List every dollar amount in the text below, each with what it is the price of.

BEGIN TEXT

My problem is with foreign millionaire landlords who don’t live here, don’t pay taxes here, and who buy properties solely as investments in an overpriced market, then charge high rents to reap rewards on those investments, thus escalating the market as a whole for renters and people who are looking to invest in a home to live in. I want the market protected from outside investors for a while, just so the local population can catch up — whether they’re “born” local or transplanted. Buying to live in it? Fine. As long as you’re interested in community and being part of the city, welcome to ya, whatever your background.
I may also have a problem with the number of SUSHI restaurants in Vancouver, but that’s the extent of my racial discontent.

I Think I Need A Drink

And, speaking of restaurants, I regret ever bringing up the motif of the “$10 beer” in my first posting. I know overpriced beer exists in Victoria. Hell, they charge $60 or something for High Tea at the Empress, so you know the stupid’s going on across the pond too. Let’s forget I ever bothered with that argument, since I also have to admit there’s $3.75 sleeves 10 blocks from my present home. I never grumbled about a $10 Guinness last fall, just this sleeve of Rickards. It’s too ordinary to be expensive. Still: You people are right, I was wrong, and there we go. Moving on. Ixnay the eerbay, eh?

END TEXT
BEGIN INFORMATION PROVIDED

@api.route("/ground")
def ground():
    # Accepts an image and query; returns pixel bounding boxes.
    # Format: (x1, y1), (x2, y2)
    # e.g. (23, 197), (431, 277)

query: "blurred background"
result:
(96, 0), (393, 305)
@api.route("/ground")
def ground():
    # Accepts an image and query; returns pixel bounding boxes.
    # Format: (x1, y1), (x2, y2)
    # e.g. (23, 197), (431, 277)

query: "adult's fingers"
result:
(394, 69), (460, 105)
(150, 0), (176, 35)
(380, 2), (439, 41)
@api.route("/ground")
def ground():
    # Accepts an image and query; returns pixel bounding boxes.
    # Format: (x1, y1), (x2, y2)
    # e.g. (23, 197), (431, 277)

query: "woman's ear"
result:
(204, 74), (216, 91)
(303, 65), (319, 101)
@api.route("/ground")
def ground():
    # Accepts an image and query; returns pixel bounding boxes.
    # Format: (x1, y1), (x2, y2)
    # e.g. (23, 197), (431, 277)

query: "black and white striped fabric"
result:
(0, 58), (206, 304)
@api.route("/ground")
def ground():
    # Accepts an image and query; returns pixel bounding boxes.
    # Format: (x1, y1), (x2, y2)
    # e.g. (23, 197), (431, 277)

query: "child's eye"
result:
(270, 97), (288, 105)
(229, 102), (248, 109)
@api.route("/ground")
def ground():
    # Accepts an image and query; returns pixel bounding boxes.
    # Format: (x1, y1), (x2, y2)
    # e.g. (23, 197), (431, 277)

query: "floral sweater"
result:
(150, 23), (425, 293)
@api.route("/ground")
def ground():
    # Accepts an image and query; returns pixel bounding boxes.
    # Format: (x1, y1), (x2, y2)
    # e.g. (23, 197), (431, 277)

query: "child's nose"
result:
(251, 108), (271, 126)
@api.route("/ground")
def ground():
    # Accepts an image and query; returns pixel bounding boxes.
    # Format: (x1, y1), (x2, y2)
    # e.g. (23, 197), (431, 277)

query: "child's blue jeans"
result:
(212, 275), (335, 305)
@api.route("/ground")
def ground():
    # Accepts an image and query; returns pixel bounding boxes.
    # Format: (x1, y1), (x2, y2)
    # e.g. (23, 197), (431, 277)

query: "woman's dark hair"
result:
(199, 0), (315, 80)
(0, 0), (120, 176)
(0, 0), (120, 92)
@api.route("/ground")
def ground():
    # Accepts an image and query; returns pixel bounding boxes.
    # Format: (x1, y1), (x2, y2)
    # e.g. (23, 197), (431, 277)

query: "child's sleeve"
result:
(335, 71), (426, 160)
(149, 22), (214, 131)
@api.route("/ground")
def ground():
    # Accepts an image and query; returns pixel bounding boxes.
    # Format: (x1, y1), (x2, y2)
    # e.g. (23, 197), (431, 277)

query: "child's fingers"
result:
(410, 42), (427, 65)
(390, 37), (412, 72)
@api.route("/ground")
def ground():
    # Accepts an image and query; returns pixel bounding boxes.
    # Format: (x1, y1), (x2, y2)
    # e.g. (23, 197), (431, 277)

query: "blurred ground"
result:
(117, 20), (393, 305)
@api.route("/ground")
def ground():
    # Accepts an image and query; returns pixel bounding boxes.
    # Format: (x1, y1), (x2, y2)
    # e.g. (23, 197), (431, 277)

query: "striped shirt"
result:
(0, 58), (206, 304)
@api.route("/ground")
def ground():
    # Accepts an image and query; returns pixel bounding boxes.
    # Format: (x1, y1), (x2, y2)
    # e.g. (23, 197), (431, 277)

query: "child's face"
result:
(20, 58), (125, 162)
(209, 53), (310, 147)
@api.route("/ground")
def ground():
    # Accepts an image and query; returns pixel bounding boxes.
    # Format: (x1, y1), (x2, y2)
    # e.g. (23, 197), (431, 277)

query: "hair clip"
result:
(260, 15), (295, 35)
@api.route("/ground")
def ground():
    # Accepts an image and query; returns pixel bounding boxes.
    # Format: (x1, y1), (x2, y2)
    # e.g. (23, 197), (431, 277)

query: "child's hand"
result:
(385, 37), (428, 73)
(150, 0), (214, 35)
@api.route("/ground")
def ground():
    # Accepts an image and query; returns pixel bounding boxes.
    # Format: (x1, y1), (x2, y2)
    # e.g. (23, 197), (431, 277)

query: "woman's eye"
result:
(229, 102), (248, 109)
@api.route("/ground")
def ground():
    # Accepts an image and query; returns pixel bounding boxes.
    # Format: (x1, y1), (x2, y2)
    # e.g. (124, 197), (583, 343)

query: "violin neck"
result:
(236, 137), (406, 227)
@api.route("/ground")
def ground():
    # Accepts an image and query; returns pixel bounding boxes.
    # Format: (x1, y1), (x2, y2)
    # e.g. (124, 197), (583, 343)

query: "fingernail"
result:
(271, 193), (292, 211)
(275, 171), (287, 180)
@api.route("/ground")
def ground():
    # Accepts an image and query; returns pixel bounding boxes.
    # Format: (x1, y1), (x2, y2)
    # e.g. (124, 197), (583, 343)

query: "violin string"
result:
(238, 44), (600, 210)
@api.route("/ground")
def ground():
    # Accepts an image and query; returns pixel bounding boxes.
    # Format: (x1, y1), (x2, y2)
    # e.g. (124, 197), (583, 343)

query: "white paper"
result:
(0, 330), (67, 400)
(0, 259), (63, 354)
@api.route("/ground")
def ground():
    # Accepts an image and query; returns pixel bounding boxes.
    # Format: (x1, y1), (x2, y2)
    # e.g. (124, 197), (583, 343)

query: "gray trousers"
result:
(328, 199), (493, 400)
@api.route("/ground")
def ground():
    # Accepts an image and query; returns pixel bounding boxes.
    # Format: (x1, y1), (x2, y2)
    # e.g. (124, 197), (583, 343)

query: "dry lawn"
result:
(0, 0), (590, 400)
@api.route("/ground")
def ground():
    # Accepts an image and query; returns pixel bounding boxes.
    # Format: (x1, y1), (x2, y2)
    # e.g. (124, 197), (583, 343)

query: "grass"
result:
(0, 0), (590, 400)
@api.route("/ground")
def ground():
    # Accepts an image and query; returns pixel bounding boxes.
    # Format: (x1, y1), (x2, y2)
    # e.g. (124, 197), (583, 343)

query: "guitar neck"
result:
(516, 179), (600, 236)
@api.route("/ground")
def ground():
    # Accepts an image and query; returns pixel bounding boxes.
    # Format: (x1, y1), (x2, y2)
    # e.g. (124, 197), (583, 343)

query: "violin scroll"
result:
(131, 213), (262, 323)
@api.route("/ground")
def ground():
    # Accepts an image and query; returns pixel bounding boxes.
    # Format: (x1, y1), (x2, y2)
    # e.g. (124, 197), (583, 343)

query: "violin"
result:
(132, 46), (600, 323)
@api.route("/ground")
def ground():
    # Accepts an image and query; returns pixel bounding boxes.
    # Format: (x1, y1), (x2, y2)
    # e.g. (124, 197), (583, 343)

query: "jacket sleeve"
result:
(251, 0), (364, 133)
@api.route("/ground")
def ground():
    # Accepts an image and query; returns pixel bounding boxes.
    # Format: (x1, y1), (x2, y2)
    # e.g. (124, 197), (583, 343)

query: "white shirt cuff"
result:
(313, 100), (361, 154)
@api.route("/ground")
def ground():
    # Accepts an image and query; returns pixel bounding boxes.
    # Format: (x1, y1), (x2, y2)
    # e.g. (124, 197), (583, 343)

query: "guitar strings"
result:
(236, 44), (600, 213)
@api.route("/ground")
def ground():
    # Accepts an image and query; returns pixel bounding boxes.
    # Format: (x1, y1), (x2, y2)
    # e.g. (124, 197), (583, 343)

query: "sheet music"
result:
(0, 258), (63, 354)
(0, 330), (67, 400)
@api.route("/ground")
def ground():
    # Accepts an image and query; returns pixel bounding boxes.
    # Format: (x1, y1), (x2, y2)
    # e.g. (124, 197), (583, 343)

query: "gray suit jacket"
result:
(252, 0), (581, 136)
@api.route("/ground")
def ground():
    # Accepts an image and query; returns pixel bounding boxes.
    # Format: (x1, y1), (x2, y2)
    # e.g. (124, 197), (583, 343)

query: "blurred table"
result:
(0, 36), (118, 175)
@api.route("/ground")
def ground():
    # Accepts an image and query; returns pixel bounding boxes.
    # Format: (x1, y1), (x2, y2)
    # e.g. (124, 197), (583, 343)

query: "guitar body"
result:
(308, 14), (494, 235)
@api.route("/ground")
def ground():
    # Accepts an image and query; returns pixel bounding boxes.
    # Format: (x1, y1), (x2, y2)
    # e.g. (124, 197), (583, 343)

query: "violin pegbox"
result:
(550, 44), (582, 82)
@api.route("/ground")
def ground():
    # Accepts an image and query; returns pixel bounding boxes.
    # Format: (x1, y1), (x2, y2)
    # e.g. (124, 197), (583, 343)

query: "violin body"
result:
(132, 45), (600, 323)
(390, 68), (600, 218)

END INFORMATION PROVIDED

## ANSWER AREA
- $10: beer, the motif from the first posting
- $60 "or something": High Tea at the Empress
- $3.75: sleeves, 10 blocks from the writer's present home
- $10: a Guinness last fall